Description of the task: Copy out every line of the data below that contains the string "handle". Case counts when matching.

┄┄┄┄┄┄┄┄┄┄┄┄┄┄┄┄┄┄┄┄

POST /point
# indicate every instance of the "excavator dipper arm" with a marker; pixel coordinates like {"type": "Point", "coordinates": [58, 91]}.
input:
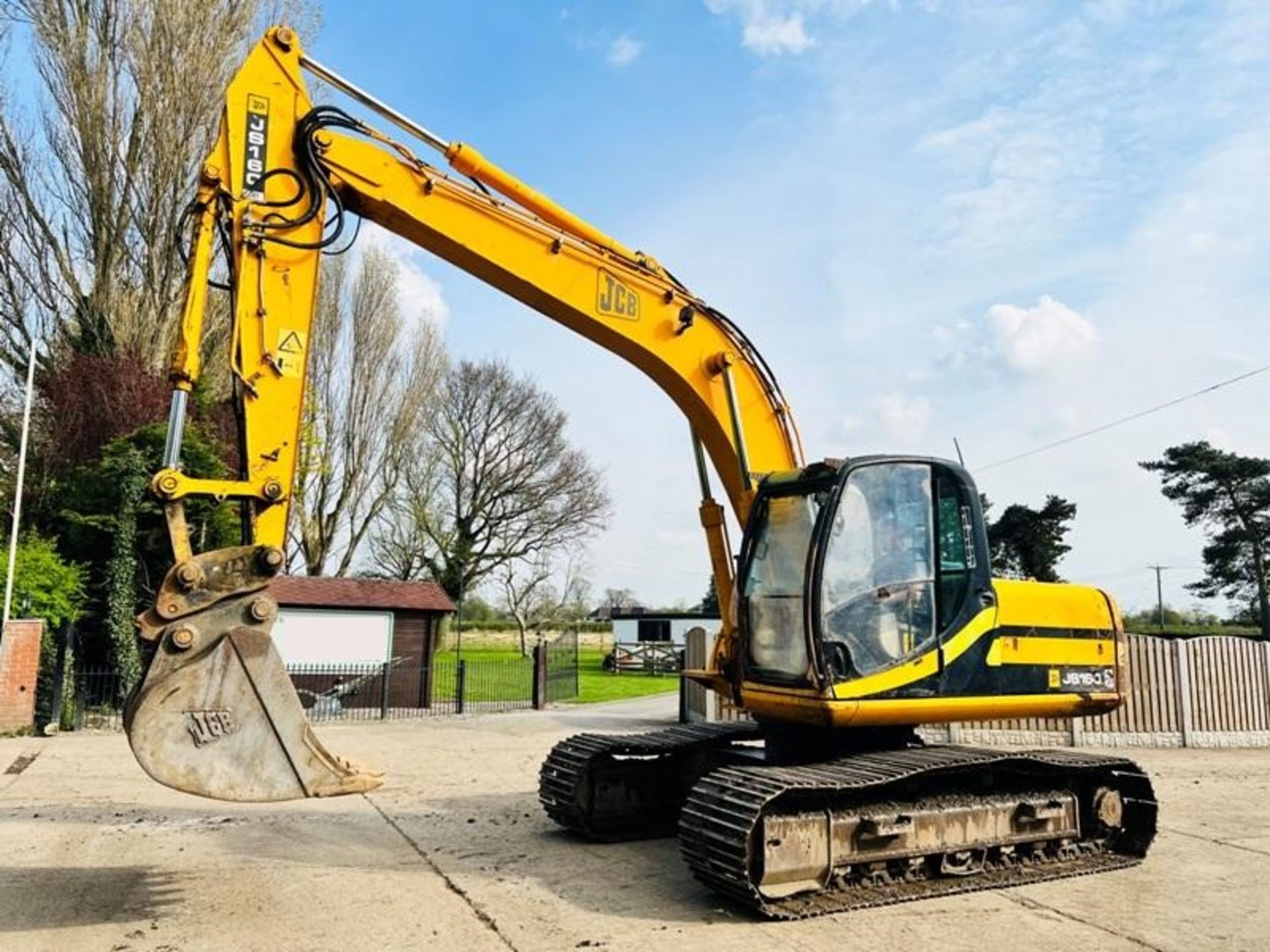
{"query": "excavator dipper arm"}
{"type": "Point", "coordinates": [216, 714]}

┄┄┄┄┄┄┄┄┄┄┄┄┄┄┄┄┄┄┄┄

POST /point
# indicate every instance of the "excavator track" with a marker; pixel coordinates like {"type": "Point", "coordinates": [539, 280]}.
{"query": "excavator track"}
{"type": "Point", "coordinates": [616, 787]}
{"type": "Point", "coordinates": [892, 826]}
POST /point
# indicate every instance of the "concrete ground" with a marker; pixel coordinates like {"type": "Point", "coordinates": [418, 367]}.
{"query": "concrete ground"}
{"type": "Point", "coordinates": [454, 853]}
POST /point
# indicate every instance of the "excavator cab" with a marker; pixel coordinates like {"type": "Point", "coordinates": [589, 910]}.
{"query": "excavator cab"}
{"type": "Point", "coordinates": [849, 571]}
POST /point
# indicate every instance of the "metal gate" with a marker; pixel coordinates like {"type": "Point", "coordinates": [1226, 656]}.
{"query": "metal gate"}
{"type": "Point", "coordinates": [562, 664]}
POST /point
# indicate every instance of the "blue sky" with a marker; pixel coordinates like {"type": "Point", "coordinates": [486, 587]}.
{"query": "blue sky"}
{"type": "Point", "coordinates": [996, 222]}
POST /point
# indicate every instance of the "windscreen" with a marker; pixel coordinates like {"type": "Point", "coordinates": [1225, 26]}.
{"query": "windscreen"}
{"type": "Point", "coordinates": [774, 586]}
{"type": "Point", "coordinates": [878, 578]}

┄┄┄┄┄┄┄┄┄┄┄┄┄┄┄┄┄┄┄┄

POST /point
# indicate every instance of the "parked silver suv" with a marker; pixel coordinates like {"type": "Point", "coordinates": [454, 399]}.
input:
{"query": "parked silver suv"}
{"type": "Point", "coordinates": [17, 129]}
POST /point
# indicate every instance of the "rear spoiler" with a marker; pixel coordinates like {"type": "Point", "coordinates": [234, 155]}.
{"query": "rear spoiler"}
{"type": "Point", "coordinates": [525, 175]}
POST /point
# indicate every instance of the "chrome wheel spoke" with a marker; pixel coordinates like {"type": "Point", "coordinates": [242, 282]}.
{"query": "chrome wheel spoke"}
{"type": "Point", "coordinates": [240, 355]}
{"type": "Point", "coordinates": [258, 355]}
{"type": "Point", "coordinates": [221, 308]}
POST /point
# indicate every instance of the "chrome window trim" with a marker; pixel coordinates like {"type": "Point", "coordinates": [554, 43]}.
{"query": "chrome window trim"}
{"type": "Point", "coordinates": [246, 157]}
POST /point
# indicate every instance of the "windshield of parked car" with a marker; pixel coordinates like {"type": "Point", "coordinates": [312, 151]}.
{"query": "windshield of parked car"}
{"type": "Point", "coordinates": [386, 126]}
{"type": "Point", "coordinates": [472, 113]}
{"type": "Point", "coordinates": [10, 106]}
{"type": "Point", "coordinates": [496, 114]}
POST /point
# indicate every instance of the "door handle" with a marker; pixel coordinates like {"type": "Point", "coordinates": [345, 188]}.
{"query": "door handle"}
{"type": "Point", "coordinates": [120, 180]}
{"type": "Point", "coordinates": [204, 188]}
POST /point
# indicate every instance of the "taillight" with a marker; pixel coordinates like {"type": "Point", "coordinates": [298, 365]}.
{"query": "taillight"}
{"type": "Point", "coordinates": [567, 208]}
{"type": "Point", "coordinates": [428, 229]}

┄┄┄┄┄┄┄┄┄┄┄┄┄┄┄┄┄┄┄┄

Task result:
# indicate every instance of the "door handle" with a marker; pixel coordinates like {"type": "Point", "coordinates": [345, 188]}.
{"query": "door handle"}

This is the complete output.